- SET EXERCISE 1
Reproduce the passage of the Generation Y article starting at "Generation Y are" and ending at "more about them!".
- SET EXERCISE 2
Write what comes next in the article on managing Generation Y, picking up after its final sentence.

- TEXT SEGMENT
────────────────────
Understanding & Managing Generation Y: Feature Article; V2 Issue 2

Understanding and Managing Generation Y

Shubham listens to his ipod and leaves messages for his friends in orkut… all this while he is working at home on his office project. Jagjith who says exactly what he feels about making improvements in the workplace also likes to collaborate with his peers online to find solutions to the technical problems in his project.  Raina attends yoga classes in the mornings. After work in the evenings she volunteers for an NGO. During weekends she treks extensively. Meet the Generation Y! Who are they? Let’s find out!

Who is Generation Y and why should you want to manage them?

Generation Y are those born between 1980 and 2000. They are even called the Millennial Generation, the Internet Generation, the Nintendo Generation, the Digital Generation and the Sunshine Generation. They are the children of active, involved parents and the younger siblings of Gen Xers ie., a generation born from the mid1960s to the late 1970s. With penpals across the world, the first generation to grow up surrounded by digital media, they see things as global, connected, and of course open for business 24/7.  And what is important for you is that today they are the fastest-growing segment of the workforce. You would be recruiting them from campus. You would be finding replacements for them when they leave your company to join another one. You would be working with them. You need to manage them. And so, you need to know more about them!
────────────────────
- DATA LINES
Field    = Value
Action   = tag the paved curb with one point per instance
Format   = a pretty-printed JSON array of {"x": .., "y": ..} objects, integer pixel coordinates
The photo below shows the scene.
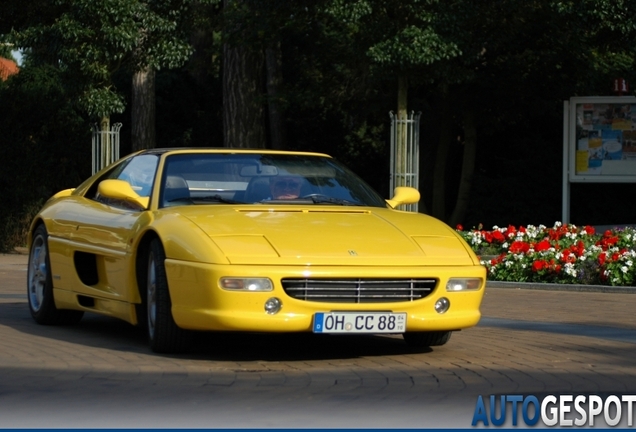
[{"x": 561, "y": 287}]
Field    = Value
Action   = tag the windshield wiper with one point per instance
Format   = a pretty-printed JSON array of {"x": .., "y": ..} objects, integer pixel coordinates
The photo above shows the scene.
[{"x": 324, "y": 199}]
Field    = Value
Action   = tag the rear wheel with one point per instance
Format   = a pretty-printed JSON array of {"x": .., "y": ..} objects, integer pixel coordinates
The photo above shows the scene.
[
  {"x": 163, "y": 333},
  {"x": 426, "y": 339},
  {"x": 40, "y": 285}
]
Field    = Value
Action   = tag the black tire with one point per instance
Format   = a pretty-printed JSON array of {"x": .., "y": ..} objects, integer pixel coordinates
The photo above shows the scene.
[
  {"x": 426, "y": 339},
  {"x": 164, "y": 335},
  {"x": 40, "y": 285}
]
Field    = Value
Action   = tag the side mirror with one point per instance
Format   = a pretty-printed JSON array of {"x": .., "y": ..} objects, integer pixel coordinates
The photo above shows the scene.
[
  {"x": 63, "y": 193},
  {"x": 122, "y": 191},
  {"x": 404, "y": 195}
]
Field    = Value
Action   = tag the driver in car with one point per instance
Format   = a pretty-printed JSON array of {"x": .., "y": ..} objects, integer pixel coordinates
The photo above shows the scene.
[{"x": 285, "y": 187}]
────────────────────
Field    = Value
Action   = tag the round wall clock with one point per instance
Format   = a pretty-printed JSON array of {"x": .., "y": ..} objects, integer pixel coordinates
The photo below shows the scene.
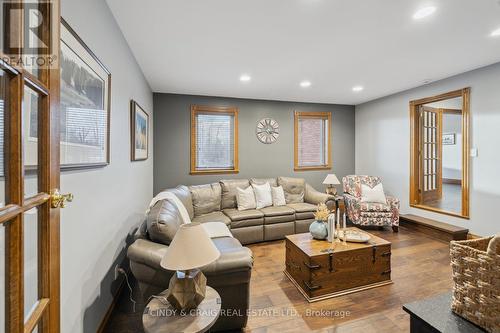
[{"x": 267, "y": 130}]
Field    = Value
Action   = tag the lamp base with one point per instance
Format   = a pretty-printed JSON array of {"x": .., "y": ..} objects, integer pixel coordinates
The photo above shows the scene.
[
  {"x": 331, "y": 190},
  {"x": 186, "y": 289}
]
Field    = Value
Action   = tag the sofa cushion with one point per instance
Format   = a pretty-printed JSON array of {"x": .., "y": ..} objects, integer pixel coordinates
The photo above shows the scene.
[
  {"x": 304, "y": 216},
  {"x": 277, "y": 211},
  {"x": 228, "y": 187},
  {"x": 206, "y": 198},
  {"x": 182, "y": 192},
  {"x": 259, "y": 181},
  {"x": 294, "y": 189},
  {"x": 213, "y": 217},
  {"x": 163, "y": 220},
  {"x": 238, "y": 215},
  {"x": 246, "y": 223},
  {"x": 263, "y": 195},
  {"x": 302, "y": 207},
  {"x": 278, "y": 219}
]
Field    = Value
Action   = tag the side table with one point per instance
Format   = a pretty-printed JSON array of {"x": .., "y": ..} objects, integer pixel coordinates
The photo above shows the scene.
────────────────────
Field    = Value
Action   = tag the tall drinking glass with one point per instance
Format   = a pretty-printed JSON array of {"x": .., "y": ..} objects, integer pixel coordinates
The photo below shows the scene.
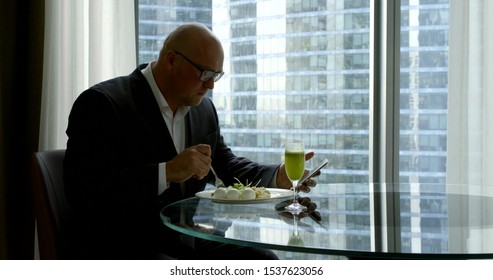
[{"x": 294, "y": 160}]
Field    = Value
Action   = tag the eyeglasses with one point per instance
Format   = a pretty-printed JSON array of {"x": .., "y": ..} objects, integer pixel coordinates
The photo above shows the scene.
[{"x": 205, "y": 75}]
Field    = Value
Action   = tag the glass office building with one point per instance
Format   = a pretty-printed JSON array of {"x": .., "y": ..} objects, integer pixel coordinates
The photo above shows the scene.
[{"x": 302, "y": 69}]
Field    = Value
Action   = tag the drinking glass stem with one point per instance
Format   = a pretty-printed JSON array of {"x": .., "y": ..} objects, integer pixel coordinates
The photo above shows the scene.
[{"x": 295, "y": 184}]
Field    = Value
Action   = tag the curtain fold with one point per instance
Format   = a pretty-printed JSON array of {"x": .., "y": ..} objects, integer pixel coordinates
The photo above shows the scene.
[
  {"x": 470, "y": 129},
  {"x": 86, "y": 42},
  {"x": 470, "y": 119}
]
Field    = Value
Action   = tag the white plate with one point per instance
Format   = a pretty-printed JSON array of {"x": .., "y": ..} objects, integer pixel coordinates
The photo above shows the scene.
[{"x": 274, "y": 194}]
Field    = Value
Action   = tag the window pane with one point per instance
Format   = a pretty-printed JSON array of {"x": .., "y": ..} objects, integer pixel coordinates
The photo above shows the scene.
────────────────────
- WRITTEN REPLY 1
Generation Y are those born between 1980 and 2000. They are even called the Millennial Generation, the Internet Generation, the Nintendo Generation, the Digital Generation and the Sunshine Generation. They are the children of active, involved parents and the younger siblings of Gen Xers ie., a generation born from the mid1960s to the late 1970s. With penpals across the world, the first generation to grow up surrounded by digital media, they see things as global, connected, and of course open for business 24/7.  And what is important for you is that today they are the fastest-growing segment of the workforce. You would be recruiting them from campus. You would be finding replacements for them when they leave your company to join another one. You would be working with them. You need to manage them. And so, you need to know more about them!

- WRITTEN REPLY 2
Characteristics of Generations Y

Even if you don’t identify them by their age, Generation Y is not very difficult to spot because of the following characteristics which define them:-
1. Confidence: Having been raised by parents believing in the importance of self-esteem, they ooze confidence. Confidence in the way they speak out about issues that bother them, confidence in the way they carry themselves and confidence to tackle any challenge!

2. High expectations from self: They expect to achieve great things and solve problems nobody has solved and do more work, better and faster than anybody else. Sounds familiar?

3. High expectations from others: They also have high expectations from you - their employers and managers. Expectation that you will know their needs, help them succeed and reward them accordingly. They expect you to be honest and direct and fair and highly engaged in every step of their professional development.

4. Optimism: They believe in a bright future which has a special place for them as well. They expect a workplace with all the good things - challenge, collaboration, creativity, fun, and financial rewards. Why do you think they came to work for you?

5. Goal and achievement orientation: They like setting goals, striving for them and achieving them. So don’t be surprised if they arrive first day of work armed with personal goals already defined.

6. Inclusiveness: They are used to being organized in teams and don’t like leaving behind anybody. Workplace diversity is expected by them. They will not hesitate to use their collective power if they feel someone is treated unfairly. 

7. Love for change: Generation Yers don't expect to be doing the same thing tomorrow and day after. Multitasking comes naturally to them. They can juggle between checking e-mail on their Blackberries, talking on cell phones and surfing on the net.

8. Financial smartness: After witnessing the financial insecurity of earlier generations faced by layoffs and the dot-com bust, today's youngest workers are generally quite savvy about money and savings.

9. Need for work life balance: Unlike the earlier generation for whom career tends to come first, generation Yers are more interested in making their jobs accommodate their family and personal lives. They want jobs with flexibility - telecommuting options, part time or long leaves when children or elders need be taken care etc.

10. Sense of civic duty: They believe in doing things for the greater good. They often volunteer for community services. Naturally they expect companies also to contribute to their communities and have environment friendly operations.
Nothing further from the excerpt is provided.